● Texte cité:
+--

21      En vertu de l’article 73, première phrase, du règlement n° 40/94, les décisions de l’OHMI doivent être motivées. Selon la jurisprudence, cette obligation a la même portée que celle consacrée par l’article 253 CE et son objectif est de permettre, d’une part, aux intéressés de connaître les justifications de la mesure prise afin de défendre leurs droits et, d’autre part, au juge communautaire d’exercer son contrôle sur la légalité de la décision [arrêts du Tribunal du 3 décembre 2003, Audi/OHMI (TDI), T‑16/02, Rec. p. II‑5167, points 87 et 88 ; du 28 avril 2004, Sunrider/OHMI – Vitakraft-Werke Wührmann et Friesland Brands (VITATASTE et METABALANCE 44), T‑124/02 et T‑156/02, Rec. p. II‑1149, points 72 et 73, et du 9 juillet 2008, Reber/OHMI – Chocoladefabriken Lindt & Sprüngli (Mozart), T‑304/06, Rec. p. II‑1927, point 43].

22      Il ressort également de la jurisprudence que, lorsque l’OHMI refuse l’enregistrement d’un signe en tant que marque communautaire, il doit, pour motiver sa décision, indiquer le motif de refus, absolu ou relatif, qui s’oppose à cet enregistrement, ainsi que la disposition dont ce motif est tiré et exposer les circonstances factuelles qu’il a retenues comme étant prouvées et qui, selon lui, justifient l’application de la disposition invoquée. Une telle motivation est, en principe, suffisante pour satisfaire aux exigences évoquées au point 21 ci-dessus (arrêt Mozart, précité, point 46).

+--

● Données fournies:
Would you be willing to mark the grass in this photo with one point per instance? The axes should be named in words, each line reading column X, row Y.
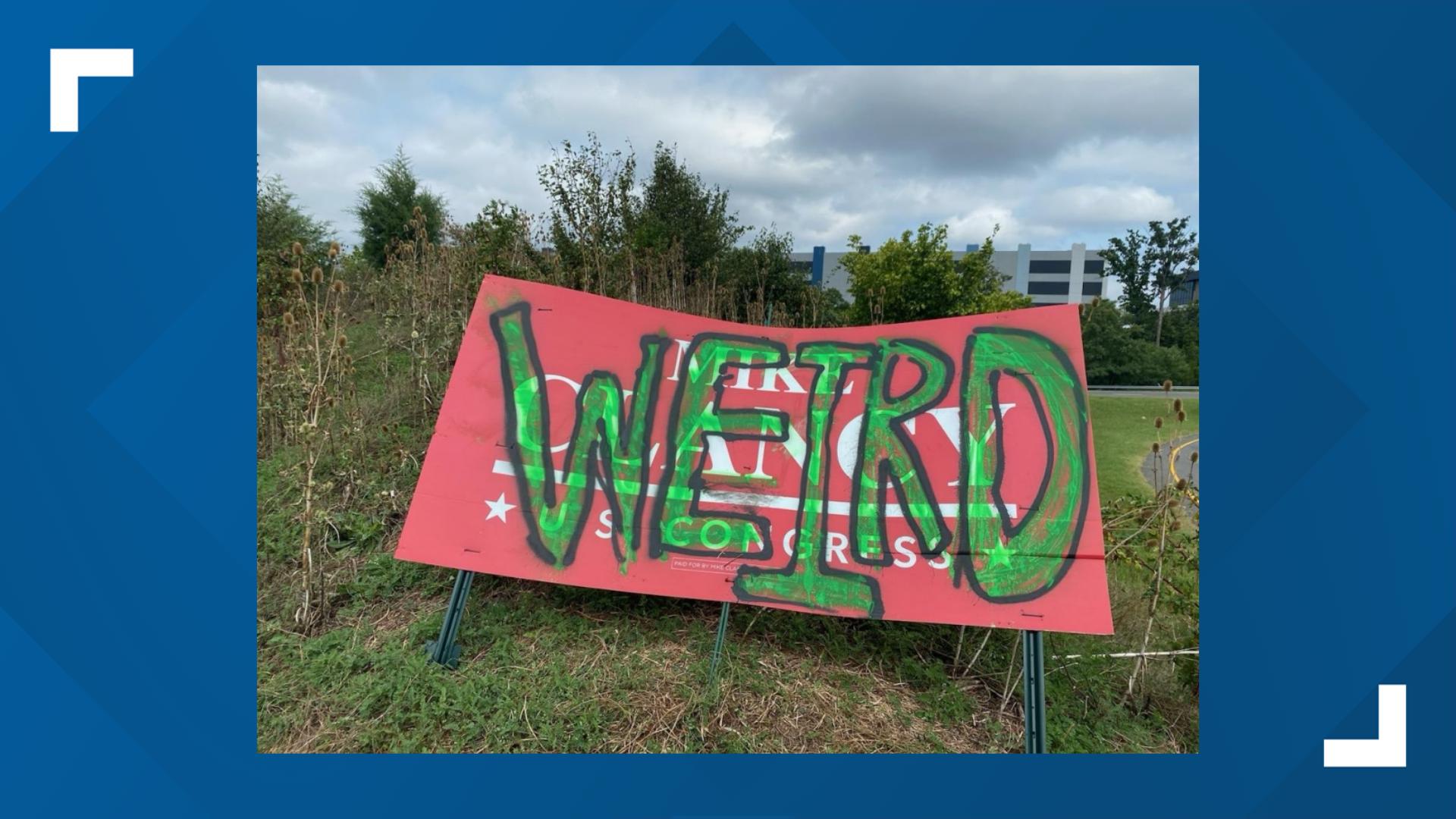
column 1122, row 435
column 564, row 670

+--

● Consignes de l'exercice:
(a) Dans l'extrait sur l'obligation de motivation des décisions de l'OHMI, quelle disposition du règlement n° 40/94 exige que ces décisions soient motivées ?
(b) Prolongez l'extrait sur l'obligation de motivation des décisions de l'OHMI en rédigeant la suite qui vient après sa dernière phrase.
Les données ne sont d'aucune utilité pour répondre.

● Corrigé de l'exercice:
(a) L'article 73, première phrase, du règlement n° 40/94.

(b)
23      En l’espèce, contrairement à ce que prétend la requérante, la décision attaquée ne repose pas sur une motivation contradictoire.

24      Après avoir, d’une part, rappelé, au point 13 de la décision attaquée, la règle selon laquelle, aux fins de l’appréciation globale du risque de confusion, le consommateur moyen de la catégorie des produits en cause doit être raisonnablement informé, attentif et avisé et, d’autre part, constaté, au point 14 de la même décision, que, dans le cas d’espèce, pour la plupart des services en cause, le public pertinent se composait de spécialistes et, s’agissant des produits de la classe 9, comprenait à la fois le grand public et des consommateurs spécialisés, la chambre de recours a procédé à la comparaison des signes en cause, au point 16 de la décision attaquée, et des produits et services en cause, au point 17 de la même décision.

25      C’est donc par des motifs dépourvus de toute contradiction que la chambre de recours a rappelé les critères caractérisant le consommateur moyen avant de préciser que, en l’espèce, le public pertinent n’était composé qu’en partie de consommateurs moyens, les autres consommateurs ayant une connaissance spécialisée de certains services et des produits de la classe 9.

26      La chambre de recours a, en outre, contrairement à ce que soutient la requérante, identifié le public pertinent du point de vue de sa connaissance des produits et des services en cause.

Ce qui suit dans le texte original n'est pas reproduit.